** Data supplied follows **

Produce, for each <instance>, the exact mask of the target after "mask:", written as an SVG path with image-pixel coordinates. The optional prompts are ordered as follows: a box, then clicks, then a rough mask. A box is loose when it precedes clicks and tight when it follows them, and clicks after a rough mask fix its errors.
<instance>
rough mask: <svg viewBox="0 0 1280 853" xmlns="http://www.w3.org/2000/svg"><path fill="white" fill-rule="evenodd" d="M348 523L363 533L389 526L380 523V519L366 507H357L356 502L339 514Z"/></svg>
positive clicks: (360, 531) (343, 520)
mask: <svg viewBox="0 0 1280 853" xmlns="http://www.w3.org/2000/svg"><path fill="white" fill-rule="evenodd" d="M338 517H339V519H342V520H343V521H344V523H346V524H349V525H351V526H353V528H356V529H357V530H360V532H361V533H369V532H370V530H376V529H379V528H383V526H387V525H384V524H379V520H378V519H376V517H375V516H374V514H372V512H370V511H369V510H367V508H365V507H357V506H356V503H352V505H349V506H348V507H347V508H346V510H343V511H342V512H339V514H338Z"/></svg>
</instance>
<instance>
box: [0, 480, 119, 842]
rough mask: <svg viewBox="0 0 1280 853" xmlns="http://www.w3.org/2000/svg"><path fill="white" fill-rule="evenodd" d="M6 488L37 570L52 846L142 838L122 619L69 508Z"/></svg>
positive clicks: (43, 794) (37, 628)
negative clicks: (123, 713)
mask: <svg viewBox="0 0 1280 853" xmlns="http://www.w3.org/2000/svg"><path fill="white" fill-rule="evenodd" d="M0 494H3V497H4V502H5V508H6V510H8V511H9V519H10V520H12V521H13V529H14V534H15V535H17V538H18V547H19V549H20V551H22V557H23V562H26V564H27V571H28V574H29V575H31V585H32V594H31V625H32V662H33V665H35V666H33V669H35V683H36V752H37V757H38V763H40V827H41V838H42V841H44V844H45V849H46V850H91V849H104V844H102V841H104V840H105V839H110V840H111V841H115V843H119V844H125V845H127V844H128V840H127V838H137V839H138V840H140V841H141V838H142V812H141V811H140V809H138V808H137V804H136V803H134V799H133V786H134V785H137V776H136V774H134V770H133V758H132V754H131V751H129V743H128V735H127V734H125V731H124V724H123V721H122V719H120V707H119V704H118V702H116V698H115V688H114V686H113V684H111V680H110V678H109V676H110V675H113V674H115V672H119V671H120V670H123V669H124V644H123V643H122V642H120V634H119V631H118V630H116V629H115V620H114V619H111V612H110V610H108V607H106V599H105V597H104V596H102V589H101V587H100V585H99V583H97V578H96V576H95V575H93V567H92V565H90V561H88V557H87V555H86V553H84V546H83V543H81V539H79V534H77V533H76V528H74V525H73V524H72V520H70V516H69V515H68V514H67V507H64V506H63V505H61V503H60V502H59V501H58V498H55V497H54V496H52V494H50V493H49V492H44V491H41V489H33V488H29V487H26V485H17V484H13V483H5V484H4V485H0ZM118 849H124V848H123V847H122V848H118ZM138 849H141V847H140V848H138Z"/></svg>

** End of Data supplied **

■ Assigned task: Reproduce the data above verbatim, every line of it and nothing changed.

■ Output for this exercise:
Produce, for each <instance>, the exact mask of the target after "mask:", written as an SVG path with image-pixel coordinates. The optional prompts are ordered as follows: a box, then clicks, then a rough mask. A box is loose when it precedes clicks and tight when it follows them, and clicks after a rough mask fix its errors.
<instance>
rough mask: <svg viewBox="0 0 1280 853" xmlns="http://www.w3.org/2000/svg"><path fill="white" fill-rule="evenodd" d="M348 523L363 533L389 526L380 523V519L366 507H357L356 502L339 514Z"/></svg>
positive clicks: (360, 531) (343, 520)
mask: <svg viewBox="0 0 1280 853" xmlns="http://www.w3.org/2000/svg"><path fill="white" fill-rule="evenodd" d="M338 517H339V519H342V520H343V521H344V523H346V524H349V525H351V526H353V528H356V529H357V530H360V532H361V533H369V532H370V530H376V529H379V528H383V526H387V525H384V524H379V520H378V519H376V517H375V516H374V514H372V512H370V511H369V510H367V508H365V507H357V506H356V503H352V505H349V506H348V507H347V508H346V510H343V511H342V512H339V514H338Z"/></svg>
</instance>
<instance>
box: [0, 480, 119, 842]
rough mask: <svg viewBox="0 0 1280 853" xmlns="http://www.w3.org/2000/svg"><path fill="white" fill-rule="evenodd" d="M6 488L37 570L52 846L142 838L122 619L69 508Z"/></svg>
positive clicks: (43, 794) (37, 628)
negative clicks: (123, 713)
mask: <svg viewBox="0 0 1280 853" xmlns="http://www.w3.org/2000/svg"><path fill="white" fill-rule="evenodd" d="M0 494H3V497H4V502H5V508H6V510H8V511H9V519H10V520H12V521H13V529H14V534H15V535H17V538H18V547H19V549H20V551H22V557H23V562H26V564H27V571H28V574H29V575H31V585H32V594H31V625H32V662H33V665H35V666H33V669H35V683H36V752H37V757H38V763H40V827H41V838H42V841H44V844H45V849H46V850H91V849H104V844H102V841H104V840H105V839H110V840H111V841H115V843H119V844H125V845H127V844H128V840H127V838H137V839H138V840H140V841H141V838H142V812H141V811H140V809H138V808H137V804H136V803H134V799H133V786H134V785H137V776H136V774H134V770H133V758H132V754H131V751H129V743H128V735H127V734H125V731H124V724H123V721H122V719H120V707H119V704H118V702H116V698H115V688H114V686H113V684H111V680H110V678H109V676H110V675H113V674H115V672H119V671H120V670H123V669H124V644H123V643H122V642H120V634H119V631H118V630H116V629H115V620H114V619H111V612H110V610H108V607H106V599H105V597H104V596H102V589H101V587H100V585H99V583H97V578H96V576H95V575H93V567H92V565H90V561H88V557H87V555H86V553H84V546H83V543H81V539H79V534H77V533H76V528H74V525H73V524H72V520H70V516H69V515H68V514H67V507H64V506H63V505H61V503H60V502H59V501H58V498H55V497H54V496H52V494H50V493H49V492H44V491H41V489H33V488H29V487H26V485H17V484H13V483H5V484H4V485H0ZM118 849H124V848H123V847H122V848H118ZM138 849H141V847H140V848H138Z"/></svg>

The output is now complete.